Provided passage:
☆ ☆ ☆

The model stated here, as in every area where model construction is occurring, is really a dozen different types, like Chevrolet and Ford models. Each man, group, or agency working on the problem declares its own premises, pursues a logic that will lead where it wishes to go, and uses the consequences of the model's projections for its own ends. I am sure that you have noted the continuous debate over what the Gross National Product be composed of and interpreted to be. The central idea is simple: it is that the economy of a nation may be looked at as a whole, and that the economy can be conceived of as a continuous cycle, with inputs and outputs at points in the process equaling each other in the final analysis. Yet the idea of national accounting has developed only in the last generation, because what seems simple in retrospect was, like most major inventions, difficult to conceive and to carry out in practice. There are still many who believe, with some reason, that the whole idea of national accounting and the GNP, which lumps government expenditures with individual expenditures, is an invitation to greater governmental activity and unbalanced budgets. However, the concept, the tool, is likely to become much more accurate and clear as to its several meanings. More and better data will be gathered with the concept in mind, which in turn will make it more useful, until we shall ultimately be able to summarize compactly all the important transactions going on in an economy and make public policies that are more rational. Meanwhile, the same idea of a cycle of transactions can be used for studies of the use of the time of a population or group in psychology and social psychology. The energies of a culture can be perhaps registered and cycled some day, so as to give us the ready comprehension of social systems that Harvey's theory of the circulation of the blood gave to all students of physiology long ago. The dynamics of a factory, an insurance office, and the supply of a metropolis can also lend themselves to the input-output analysis and cyclical study.
Computer Programming and Manipulation
The refinement and use of models, of game theory, and in fact most complex methods of looking at human relations depend upon our ability to collect, store and retrieve data. These needs point directly in turn to the most prominent development in the social sciences, progress in computer technology. Not one but half a dozen major fields of research and applications are growing rapidly in the area centered around the electronic computer. The first one, the ENIAC, was completed in 1946. Hundreds are in use today.

☆ ☆ ☆

Data:
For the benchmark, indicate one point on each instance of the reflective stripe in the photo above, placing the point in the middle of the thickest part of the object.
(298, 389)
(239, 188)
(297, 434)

☆ ☆ ☆

Tasks to complete:
A - Could you reproduce, word for word, the stretch of the passage on models and computers from "Computer Programming and" through "in use today."?
B - According to the passage on models and computers, in what year was the ENIAC completed?
C - Go on with the passage on models and computers, picking up after its final sentence.

Answers given:
A -
Computer Programming and Manipulation
The refinement and use of models, of game theory, and in fact most complex methods of looking at human relations depend upon our ability to collect, store and retrieve data. These needs point directly in turn to the most prominent development in the social sciences, progress in computer technology. Not one but half a dozen major fields of research and applications are growing rapidly in the area centered around the electronic computer. The first one, the ENIAC, was completed in 1946. Hundreds are in use today.

B - 1946

C -
Let us admit to begin with that the computer, or better, "the Computer System", has two major gaps. Someone must give it a job to do; it must be programmed. Someone must feed it data, for it does not forage by itself. But then, it has marvelous capacities and is increasing them all the time while growing smaller in size. It can ingest data far beyond our capacity to feed it, both in speed and in quantity. It can sort the data into a great many pre-established categories. And it can seek out relations among the data--thousands of them--exactly, and with great speed. Finally, it can report its findings in one or more of several ways, or it can store its findings too in order to report them later on. In all of these operations, the machine does not go beyond the human imagination; it goes beyond human mechanics. At the same time, its mechanics are so beautiful that they inspire men to exercise the sluggish parts of their minds where they had never dared to let their imagination probe. Therefore, the introduction of computer systems into the behavioral sciences has encouraged us to carry out intellectual projects that we should have been mad to consider a few years ago.
To begin with, there are the data storage, retrieval, and reporting functions of business and commerce. These include maintaining and reporting the payroll and inventory. An insurance company can computerize its files maintenance, its accounting, its premium billing, its reserves calculations, its actuarial processes, and its dividend calculations. Other businesses can computerize analogous processes. If this were all, perhaps we would not become excited by computer possibilities in the social sciences. This would be more speed doing the same well-known business operations. But first the speed is important for some of the data of social science such as recording and reporting the U. S. Census. The large volume of fact stored is important for the same kinds of operations and now some of the difficult problems of the history of social science can get some relief. For instance, under way are new, more exacting and accurate Biblical exegesis and content analysis of the works of great literary figures and philosophers such as St. Thomas Aquinas and Shakespeare. The machine's ample memory and searching and connecting features become most useful in finding the full context in which such writers treat words referring to God, justice, and other ideas. Any index, such as you find in the back of most books, is a sample of the contents weighted by importance. The computer permits a much greater sample and many more concepts to be related in more complex forms. at the same time, we increase the data that can be classified, compared, and analyzed.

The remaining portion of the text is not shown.